Pointing dataset excerpts
- - -

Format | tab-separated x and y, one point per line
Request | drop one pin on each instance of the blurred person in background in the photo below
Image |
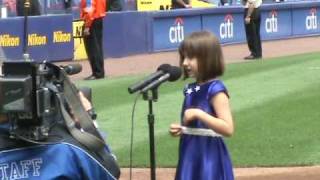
92	13
114	5
252	20
177	4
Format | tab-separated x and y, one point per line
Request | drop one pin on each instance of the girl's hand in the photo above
190	115
175	129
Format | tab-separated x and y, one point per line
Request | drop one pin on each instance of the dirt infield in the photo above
233	54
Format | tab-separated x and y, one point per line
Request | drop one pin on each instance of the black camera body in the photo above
27	97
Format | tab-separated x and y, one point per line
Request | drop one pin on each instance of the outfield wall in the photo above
131	32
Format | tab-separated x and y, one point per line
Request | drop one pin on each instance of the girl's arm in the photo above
222	124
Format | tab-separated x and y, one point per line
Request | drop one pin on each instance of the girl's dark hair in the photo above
206	48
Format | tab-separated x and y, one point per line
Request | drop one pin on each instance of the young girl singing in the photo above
206	116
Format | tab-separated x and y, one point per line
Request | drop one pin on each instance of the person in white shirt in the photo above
252	20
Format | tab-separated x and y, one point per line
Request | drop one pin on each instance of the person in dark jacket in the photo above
33	10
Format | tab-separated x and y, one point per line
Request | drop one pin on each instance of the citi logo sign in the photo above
271	23
176	32
226	28
311	21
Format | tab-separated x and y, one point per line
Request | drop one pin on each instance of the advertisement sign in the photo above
11	41
227	27
276	24
153	5
169	32
49	38
61	38
306	21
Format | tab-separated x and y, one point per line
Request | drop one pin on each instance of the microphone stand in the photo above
26	8
151	99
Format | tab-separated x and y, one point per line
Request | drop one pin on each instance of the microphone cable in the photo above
131	136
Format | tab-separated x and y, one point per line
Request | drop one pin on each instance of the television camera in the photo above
29	96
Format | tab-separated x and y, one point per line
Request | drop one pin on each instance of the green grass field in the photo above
275	103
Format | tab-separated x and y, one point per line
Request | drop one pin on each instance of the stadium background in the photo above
234	53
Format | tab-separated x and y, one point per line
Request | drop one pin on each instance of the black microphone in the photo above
172	74
161	70
72	69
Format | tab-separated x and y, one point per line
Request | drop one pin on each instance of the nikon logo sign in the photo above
61	37
6	40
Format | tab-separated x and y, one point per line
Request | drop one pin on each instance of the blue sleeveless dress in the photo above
203	157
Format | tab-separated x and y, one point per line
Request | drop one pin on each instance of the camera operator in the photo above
58	157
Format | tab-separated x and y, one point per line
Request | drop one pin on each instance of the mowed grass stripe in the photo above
254	87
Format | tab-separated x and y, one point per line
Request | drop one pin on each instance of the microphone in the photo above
173	74
72	69
161	70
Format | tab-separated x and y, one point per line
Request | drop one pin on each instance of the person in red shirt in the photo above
92	13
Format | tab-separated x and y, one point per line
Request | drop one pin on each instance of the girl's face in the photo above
190	66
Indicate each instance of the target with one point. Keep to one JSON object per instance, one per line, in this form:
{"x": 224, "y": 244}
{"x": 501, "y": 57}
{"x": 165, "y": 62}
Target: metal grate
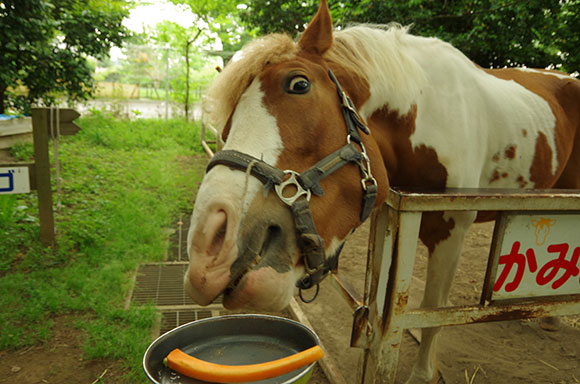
{"x": 173, "y": 319}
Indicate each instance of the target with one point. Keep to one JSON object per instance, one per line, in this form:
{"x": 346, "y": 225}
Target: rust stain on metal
{"x": 513, "y": 314}
{"x": 359, "y": 336}
{"x": 402, "y": 301}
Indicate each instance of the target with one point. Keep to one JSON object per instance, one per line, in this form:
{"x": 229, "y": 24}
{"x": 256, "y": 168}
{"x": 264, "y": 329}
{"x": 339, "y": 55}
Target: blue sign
{"x": 14, "y": 180}
{"x": 7, "y": 179}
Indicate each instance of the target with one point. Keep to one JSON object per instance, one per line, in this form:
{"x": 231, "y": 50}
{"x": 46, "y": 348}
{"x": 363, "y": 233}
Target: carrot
{"x": 218, "y": 373}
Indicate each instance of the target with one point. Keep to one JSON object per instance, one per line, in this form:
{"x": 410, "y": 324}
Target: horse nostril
{"x": 217, "y": 223}
{"x": 273, "y": 238}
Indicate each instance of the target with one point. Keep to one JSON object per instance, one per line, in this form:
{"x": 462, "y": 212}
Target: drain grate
{"x": 173, "y": 319}
{"x": 161, "y": 285}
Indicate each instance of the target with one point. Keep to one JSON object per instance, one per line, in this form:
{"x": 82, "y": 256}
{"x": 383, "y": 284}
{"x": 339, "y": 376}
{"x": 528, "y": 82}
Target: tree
{"x": 44, "y": 45}
{"x": 493, "y": 33}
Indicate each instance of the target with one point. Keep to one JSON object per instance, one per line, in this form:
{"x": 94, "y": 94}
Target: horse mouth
{"x": 236, "y": 281}
{"x": 251, "y": 260}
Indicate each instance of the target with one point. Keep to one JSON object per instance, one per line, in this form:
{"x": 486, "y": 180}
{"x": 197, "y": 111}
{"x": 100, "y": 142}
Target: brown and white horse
{"x": 436, "y": 120}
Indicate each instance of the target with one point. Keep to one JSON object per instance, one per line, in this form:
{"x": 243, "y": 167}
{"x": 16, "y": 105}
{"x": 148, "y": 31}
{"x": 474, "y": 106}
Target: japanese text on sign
{"x": 539, "y": 256}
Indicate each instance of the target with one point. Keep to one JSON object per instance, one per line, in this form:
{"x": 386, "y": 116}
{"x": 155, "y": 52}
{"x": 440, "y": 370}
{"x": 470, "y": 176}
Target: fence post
{"x": 40, "y": 121}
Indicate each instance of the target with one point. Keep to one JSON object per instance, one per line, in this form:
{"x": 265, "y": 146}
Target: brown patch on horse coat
{"x": 312, "y": 126}
{"x": 510, "y": 152}
{"x": 434, "y": 229}
{"x": 412, "y": 167}
{"x": 540, "y": 170}
{"x": 495, "y": 176}
{"x": 562, "y": 95}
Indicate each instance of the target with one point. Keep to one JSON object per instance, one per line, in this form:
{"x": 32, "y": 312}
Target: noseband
{"x": 317, "y": 264}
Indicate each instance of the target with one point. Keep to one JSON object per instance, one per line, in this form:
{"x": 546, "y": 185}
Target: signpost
{"x": 24, "y": 177}
{"x": 14, "y": 180}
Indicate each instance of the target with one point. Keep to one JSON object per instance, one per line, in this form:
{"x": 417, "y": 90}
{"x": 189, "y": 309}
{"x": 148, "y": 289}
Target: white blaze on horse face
{"x": 224, "y": 196}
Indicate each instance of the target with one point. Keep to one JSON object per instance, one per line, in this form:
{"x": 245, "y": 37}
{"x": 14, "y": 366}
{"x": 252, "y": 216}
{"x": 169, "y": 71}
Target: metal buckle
{"x": 293, "y": 182}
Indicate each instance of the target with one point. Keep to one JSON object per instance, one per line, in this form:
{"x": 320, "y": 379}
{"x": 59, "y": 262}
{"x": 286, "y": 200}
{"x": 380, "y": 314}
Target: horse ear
{"x": 317, "y": 38}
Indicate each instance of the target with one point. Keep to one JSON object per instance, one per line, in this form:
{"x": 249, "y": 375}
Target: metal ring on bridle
{"x": 292, "y": 181}
{"x": 313, "y": 297}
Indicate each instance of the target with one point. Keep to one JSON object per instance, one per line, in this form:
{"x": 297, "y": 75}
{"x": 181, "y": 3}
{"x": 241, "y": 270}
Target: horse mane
{"x": 379, "y": 52}
{"x": 373, "y": 51}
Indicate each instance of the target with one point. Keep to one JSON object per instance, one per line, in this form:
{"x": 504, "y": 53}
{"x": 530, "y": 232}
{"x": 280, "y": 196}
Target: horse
{"x": 317, "y": 130}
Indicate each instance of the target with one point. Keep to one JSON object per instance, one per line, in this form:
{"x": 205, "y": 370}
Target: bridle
{"x": 311, "y": 245}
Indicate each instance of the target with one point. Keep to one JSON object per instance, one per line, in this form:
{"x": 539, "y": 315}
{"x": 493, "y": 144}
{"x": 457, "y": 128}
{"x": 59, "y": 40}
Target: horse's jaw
{"x": 247, "y": 254}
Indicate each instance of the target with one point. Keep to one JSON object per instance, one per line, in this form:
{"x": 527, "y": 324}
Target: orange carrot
{"x": 218, "y": 373}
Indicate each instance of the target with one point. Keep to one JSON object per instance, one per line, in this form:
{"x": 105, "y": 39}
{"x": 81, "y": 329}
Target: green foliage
{"x": 44, "y": 46}
{"x": 493, "y": 33}
{"x": 124, "y": 183}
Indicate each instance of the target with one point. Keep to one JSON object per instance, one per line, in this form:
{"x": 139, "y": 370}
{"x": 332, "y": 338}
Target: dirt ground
{"x": 510, "y": 352}
{"x": 513, "y": 352}
{"x": 58, "y": 361}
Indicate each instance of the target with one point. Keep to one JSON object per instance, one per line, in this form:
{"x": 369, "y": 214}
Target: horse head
{"x": 298, "y": 171}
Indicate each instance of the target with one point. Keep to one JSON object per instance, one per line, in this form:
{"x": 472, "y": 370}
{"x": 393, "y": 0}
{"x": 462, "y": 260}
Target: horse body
{"x": 436, "y": 119}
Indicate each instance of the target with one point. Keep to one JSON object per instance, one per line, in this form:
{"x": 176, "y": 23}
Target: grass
{"x": 124, "y": 182}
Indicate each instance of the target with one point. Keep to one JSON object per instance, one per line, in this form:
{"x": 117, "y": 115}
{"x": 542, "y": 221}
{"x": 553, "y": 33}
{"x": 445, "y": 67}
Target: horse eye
{"x": 298, "y": 85}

- - -

How many lines in the rows above contain the word "blue"? Tally them and reply with the number alone.

2